*** Data shown ***

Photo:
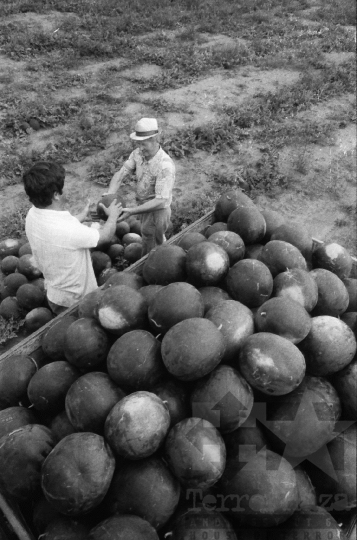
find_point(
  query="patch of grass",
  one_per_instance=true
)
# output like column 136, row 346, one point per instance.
column 341, row 12
column 189, row 210
column 13, row 226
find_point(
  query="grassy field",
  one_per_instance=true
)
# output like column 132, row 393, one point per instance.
column 248, row 93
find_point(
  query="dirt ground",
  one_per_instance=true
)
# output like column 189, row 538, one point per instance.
column 321, row 189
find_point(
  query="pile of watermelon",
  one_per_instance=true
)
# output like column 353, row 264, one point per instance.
column 213, row 396
column 22, row 293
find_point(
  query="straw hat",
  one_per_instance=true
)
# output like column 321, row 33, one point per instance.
column 145, row 129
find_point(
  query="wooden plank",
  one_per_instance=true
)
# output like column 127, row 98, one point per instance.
column 13, row 521
column 32, row 344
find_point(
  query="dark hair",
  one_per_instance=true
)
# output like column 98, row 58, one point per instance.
column 42, row 181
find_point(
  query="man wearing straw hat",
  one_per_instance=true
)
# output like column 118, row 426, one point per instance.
column 155, row 174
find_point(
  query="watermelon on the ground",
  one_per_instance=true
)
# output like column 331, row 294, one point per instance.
column 334, row 258
column 89, row 401
column 224, row 398
column 36, row 318
column 329, row 346
column 174, row 303
column 128, row 430
column 86, row 344
column 231, row 243
column 75, row 477
column 122, row 309
column 298, row 285
column 333, row 298
column 206, row 264
column 9, row 264
column 283, row 317
column 146, row 488
column 48, row 387
column 165, row 264
column 134, row 360
column 248, row 223
column 271, row 363
column 280, row 256
column 192, row 348
column 250, row 282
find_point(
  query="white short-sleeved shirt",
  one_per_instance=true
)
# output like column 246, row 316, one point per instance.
column 155, row 177
column 60, row 246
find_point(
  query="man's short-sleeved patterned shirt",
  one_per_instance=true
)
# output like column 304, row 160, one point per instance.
column 155, row 178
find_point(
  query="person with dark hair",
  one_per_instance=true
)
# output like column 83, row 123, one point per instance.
column 59, row 241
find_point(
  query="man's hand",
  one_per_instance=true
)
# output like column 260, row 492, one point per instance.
column 114, row 210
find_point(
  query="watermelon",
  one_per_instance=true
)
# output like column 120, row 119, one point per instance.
column 345, row 382
column 235, row 321
column 206, row 264
column 271, row 364
column 48, row 387
column 280, row 256
column 283, row 317
column 231, row 243
column 122, row 309
column 224, row 398
column 126, row 527
column 53, row 340
column 124, row 278
column 195, row 452
column 28, row 268
column 259, row 489
column 190, row 239
column 165, row 264
column 89, row 401
column 351, row 286
column 136, row 426
column 131, row 238
column 298, row 285
column 192, row 348
column 334, row 258
column 329, row 346
column 86, row 344
column 13, row 418
column 24, row 451
column 87, row 307
column 9, row 264
column 174, row 303
column 145, row 488
column 10, row 309
column 134, row 360
column 333, row 298
column 100, row 261
column 212, row 296
column 303, row 421
column 229, row 201
column 61, row 426
column 132, row 252
column 218, row 226
column 295, row 234
column 250, row 282
column 15, row 374
column 76, row 475
column 248, row 223
column 175, row 396
column 36, row 318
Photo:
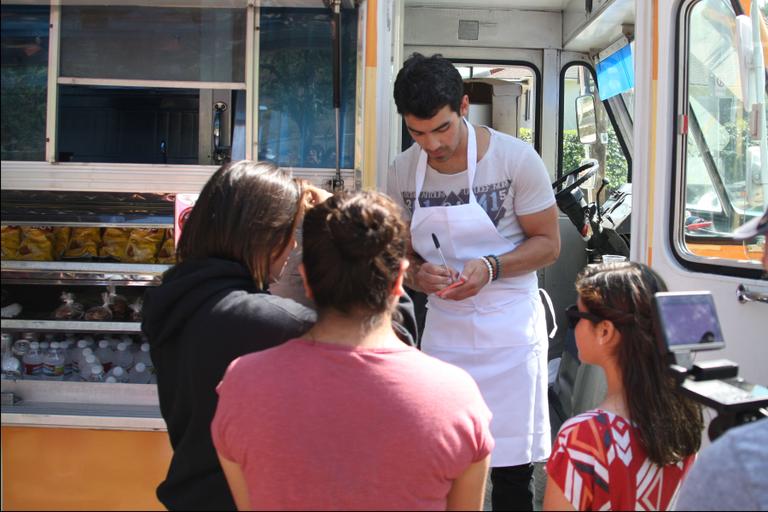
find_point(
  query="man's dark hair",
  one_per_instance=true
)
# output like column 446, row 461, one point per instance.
column 426, row 84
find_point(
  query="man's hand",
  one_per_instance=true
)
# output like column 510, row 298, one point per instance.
column 315, row 195
column 431, row 278
column 475, row 275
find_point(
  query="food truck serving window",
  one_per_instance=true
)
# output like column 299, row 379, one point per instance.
column 296, row 114
column 24, row 68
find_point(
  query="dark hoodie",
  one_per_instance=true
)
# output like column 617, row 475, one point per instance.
column 206, row 314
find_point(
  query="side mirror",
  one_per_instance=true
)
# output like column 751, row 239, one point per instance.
column 591, row 182
column 586, row 120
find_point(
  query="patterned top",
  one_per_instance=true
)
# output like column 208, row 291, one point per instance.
column 599, row 464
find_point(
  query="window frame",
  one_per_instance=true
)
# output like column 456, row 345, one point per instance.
column 51, row 174
column 608, row 110
column 537, row 76
column 678, row 174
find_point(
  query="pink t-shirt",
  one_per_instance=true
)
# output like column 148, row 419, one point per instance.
column 319, row 426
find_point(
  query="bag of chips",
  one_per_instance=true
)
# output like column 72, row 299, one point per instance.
column 60, row 240
column 167, row 252
column 114, row 242
column 36, row 243
column 70, row 310
column 11, row 239
column 143, row 244
column 83, row 243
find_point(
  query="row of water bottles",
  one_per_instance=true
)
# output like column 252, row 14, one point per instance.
column 108, row 359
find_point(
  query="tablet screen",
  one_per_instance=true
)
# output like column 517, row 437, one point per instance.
column 689, row 320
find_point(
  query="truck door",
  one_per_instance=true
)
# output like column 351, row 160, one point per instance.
column 704, row 160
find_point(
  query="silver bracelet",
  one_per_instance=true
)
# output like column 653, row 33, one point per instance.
column 489, row 267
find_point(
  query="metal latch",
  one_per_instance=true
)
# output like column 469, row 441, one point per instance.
column 746, row 295
column 9, row 398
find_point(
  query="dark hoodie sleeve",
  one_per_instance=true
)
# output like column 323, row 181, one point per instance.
column 404, row 321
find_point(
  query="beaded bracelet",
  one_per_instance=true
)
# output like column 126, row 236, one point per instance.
column 498, row 266
column 489, row 267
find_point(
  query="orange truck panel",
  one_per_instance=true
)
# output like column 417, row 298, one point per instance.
column 79, row 469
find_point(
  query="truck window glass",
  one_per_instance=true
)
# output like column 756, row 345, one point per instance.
column 519, row 94
column 24, row 66
column 577, row 81
column 296, row 125
column 150, row 85
column 722, row 186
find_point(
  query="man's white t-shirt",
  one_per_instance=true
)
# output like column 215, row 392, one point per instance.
column 510, row 180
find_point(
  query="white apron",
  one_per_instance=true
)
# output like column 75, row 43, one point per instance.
column 498, row 336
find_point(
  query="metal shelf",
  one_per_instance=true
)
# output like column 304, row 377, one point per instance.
column 82, row 273
column 69, row 326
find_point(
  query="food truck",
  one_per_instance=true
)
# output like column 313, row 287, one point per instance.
column 115, row 113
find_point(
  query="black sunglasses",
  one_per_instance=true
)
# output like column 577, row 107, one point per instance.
column 574, row 315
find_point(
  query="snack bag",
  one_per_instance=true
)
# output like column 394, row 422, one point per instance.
column 84, row 243
column 36, row 243
column 114, row 242
column 118, row 304
column 167, row 252
column 70, row 310
column 100, row 313
column 11, row 239
column 135, row 307
column 143, row 244
column 60, row 241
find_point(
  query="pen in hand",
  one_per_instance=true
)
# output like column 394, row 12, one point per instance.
column 440, row 252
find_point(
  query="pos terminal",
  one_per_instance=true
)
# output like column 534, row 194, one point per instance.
column 687, row 323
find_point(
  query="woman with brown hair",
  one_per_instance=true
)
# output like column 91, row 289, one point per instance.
column 215, row 306
column 347, row 417
column 632, row 451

*** End of Data shown ***

__What you need to do__
Give back every record precisely as it stands, without the images.

__Written answer__
Photo:
find_point(
  query="patch of grass",
  one_per_instance=true
)
# output like column 136, row 346, one point per instance.
column 341, row 12
column 189, row 210
column 13, row 226
find_point(
  query="grassy field",
  one_per_instance=true
)
# output like column 132, row 393, one point per instance.
column 248, row 93
find_point(
  query="dirt ground",
  one_per_instance=true
)
# output like column 189, row 538, one point per instance.
column 321, row 189
find_point(
  query="pile of watermelon",
  one_per_instance=true
)
# output like column 353, row 264, one point per instance.
column 213, row 396
column 22, row 293
find_point(
  query="straw hat",
  one_per_instance=true
)
# output like column 321, row 33, one point per instance.
column 145, row 129
find_point(
  query="wooden plank",
  one_per_instance=true
)
# output like column 127, row 98, one point per instance.
column 13, row 521
column 32, row 344
find_point(
  query="dark hair",
  one_per_instance=true
)
# output like column 98, row 58, one point per instance.
column 42, row 181
find_point(
  query="man wearing straw hat",
  one_per_instance=true
)
# output like column 118, row 426, one point per instance.
column 155, row 174
find_point(
  query="watermelon on the ground",
  one_per_instance=true
)
# output like column 331, row 294, one point per instance.
column 334, row 258
column 89, row 401
column 224, row 398
column 36, row 318
column 329, row 346
column 174, row 303
column 128, row 430
column 86, row 344
column 231, row 243
column 75, row 477
column 122, row 309
column 298, row 285
column 333, row 298
column 206, row 264
column 9, row 264
column 283, row 317
column 146, row 488
column 48, row 387
column 165, row 264
column 134, row 360
column 248, row 223
column 271, row 363
column 280, row 256
column 192, row 348
column 250, row 282
find_point(
  query="white short-sleeved shirt",
  one_per_instance=true
)
# output like column 246, row 316, one point per instance.
column 155, row 177
column 60, row 246
find_point(
  query="man's short-sleeved patterned shirt",
  one_per_instance=true
)
# output like column 304, row 160, one point per instance.
column 155, row 178
find_point(
  query="person with dark hair",
  one_per_instance=true
)
# output like column 83, row 123, one point per instance.
column 59, row 241
find_point(
  query="man's hand",
  one_per_instance=true
)
# output like column 260, row 492, one point per instance.
column 114, row 210
find_point(
  query="watermelon",
  one_per_instance=true
)
# output like column 120, row 119, one point per instance.
column 345, row 382
column 235, row 321
column 206, row 264
column 271, row 364
column 48, row 387
column 280, row 256
column 283, row 317
column 231, row 243
column 122, row 309
column 224, row 398
column 126, row 527
column 53, row 340
column 124, row 278
column 195, row 452
column 28, row 268
column 259, row 489
column 190, row 239
column 165, row 264
column 89, row 401
column 351, row 286
column 136, row 426
column 131, row 238
column 298, row 285
column 192, row 348
column 334, row 258
column 329, row 346
column 86, row 344
column 13, row 418
column 24, row 451
column 87, row 307
column 9, row 264
column 174, row 303
column 145, row 488
column 10, row 309
column 134, row 360
column 333, row 298
column 100, row 261
column 212, row 296
column 303, row 421
column 229, row 201
column 61, row 426
column 132, row 252
column 218, row 226
column 295, row 234
column 250, row 282
column 15, row 374
column 76, row 475
column 248, row 223
column 175, row 396
column 36, row 318
Photo:
find_point(
  query="man's dark hair",
  one_per_instance=true
)
# output like column 446, row 461, one point per instance.
column 426, row 84
find_point(
  query="man's hand",
  one_per_instance=true
)
# output like column 510, row 298, one point per instance.
column 315, row 195
column 431, row 278
column 475, row 275
find_point(
  query="food truck serving window",
  one_per_instance=true
)
# output like column 299, row 379, one point per instance.
column 296, row 114
column 24, row 68
find_point(
  query="dark hoodie",
  one_per_instance=true
)
# output like column 617, row 475, one point per instance.
column 206, row 314
find_point(
  query="side mirror",
  one_per_instance=true
)
# output like column 751, row 239, one point per instance.
column 591, row 182
column 586, row 120
find_point(
  query="patterned top",
  one_per_instance=true
)
# output like column 208, row 291, one point per instance.
column 599, row 464
find_point(
  query="window frame",
  one_per_instance=true
)
# output like column 456, row 345, one point per instance.
column 51, row 174
column 608, row 110
column 537, row 76
column 678, row 174
find_point(
  query="pink t-shirt",
  one_per_instance=true
)
# output like column 148, row 419, one point per instance.
column 319, row 426
find_point(
  query="bag of chips",
  one_per_instance=true
)
# output like column 72, row 299, one point per instance.
column 60, row 240
column 167, row 252
column 114, row 242
column 36, row 243
column 70, row 310
column 11, row 239
column 143, row 244
column 83, row 243
find_point(
  query="row of water bottles",
  one_per_instance=true
)
# output like column 252, row 14, one point per instance.
column 108, row 359
find_point(
  query="tablet screen",
  one_per_instance=true
)
# output like column 517, row 437, one point per instance.
column 689, row 320
find_point(
  query="truck door",
  one_per_instance=true
)
# output like column 351, row 160, one point per instance.
column 704, row 160
find_point(
  query="silver bracelet",
  one_per_instance=true
)
# output like column 653, row 33, one point per instance.
column 489, row 267
find_point(
  query="metal latch",
  one_per_instance=true
)
# output like column 469, row 441, one point per instance.
column 746, row 295
column 9, row 398
find_point(
  query="dark hoodie sleeve",
  one_per_instance=true
)
# output like column 323, row 181, one point per instance.
column 404, row 321
find_point(
  query="beaded bracelet",
  one_per_instance=true
)
# output like column 126, row 236, one point per instance.
column 498, row 266
column 489, row 267
find_point(
  query="orange truck panel",
  one_per_instance=true
)
# output like column 417, row 298, one point per instance.
column 79, row 469
find_point(
  query="truck window glass",
  one_per_instance=true
)
# output like column 756, row 345, one point per instance.
column 519, row 94
column 24, row 66
column 577, row 81
column 296, row 125
column 150, row 85
column 722, row 186
find_point(
  query="man's white t-shirt",
  one_per_instance=true
)
# output like column 215, row 392, one point per instance.
column 510, row 180
find_point(
  query="white apron",
  one_per_instance=true
)
# output like column 75, row 43, one point per instance.
column 498, row 336
find_point(
  query="metal shelf",
  one_per_instance=true
)
# output like column 304, row 377, one point per instance.
column 82, row 273
column 69, row 326
find_point(
  query="food truck",
  one_per_instance=true
)
# output like column 313, row 287, one point per instance.
column 115, row 113
find_point(
  query="black sunglasses",
  one_per_instance=true
)
# output like column 577, row 107, one point per instance.
column 574, row 315
find_point(
  query="snack bag",
  one_per_instance=true
)
# output like column 394, row 422, one point per instance.
column 84, row 243
column 36, row 243
column 114, row 242
column 118, row 304
column 167, row 252
column 70, row 310
column 100, row 313
column 11, row 239
column 135, row 307
column 143, row 244
column 60, row 241
find_point(
  query="pen in hand",
  one_per_instance=true
)
# output like column 394, row 12, one point per instance.
column 440, row 252
find_point(
  query="pos terminal",
  one_per_instance=true
)
# output like column 534, row 194, one point per instance.
column 687, row 323
find_point(
  query="woman with brown hair",
  one_per_instance=true
)
# output like column 91, row 289, one point per instance.
column 215, row 306
column 347, row 417
column 632, row 451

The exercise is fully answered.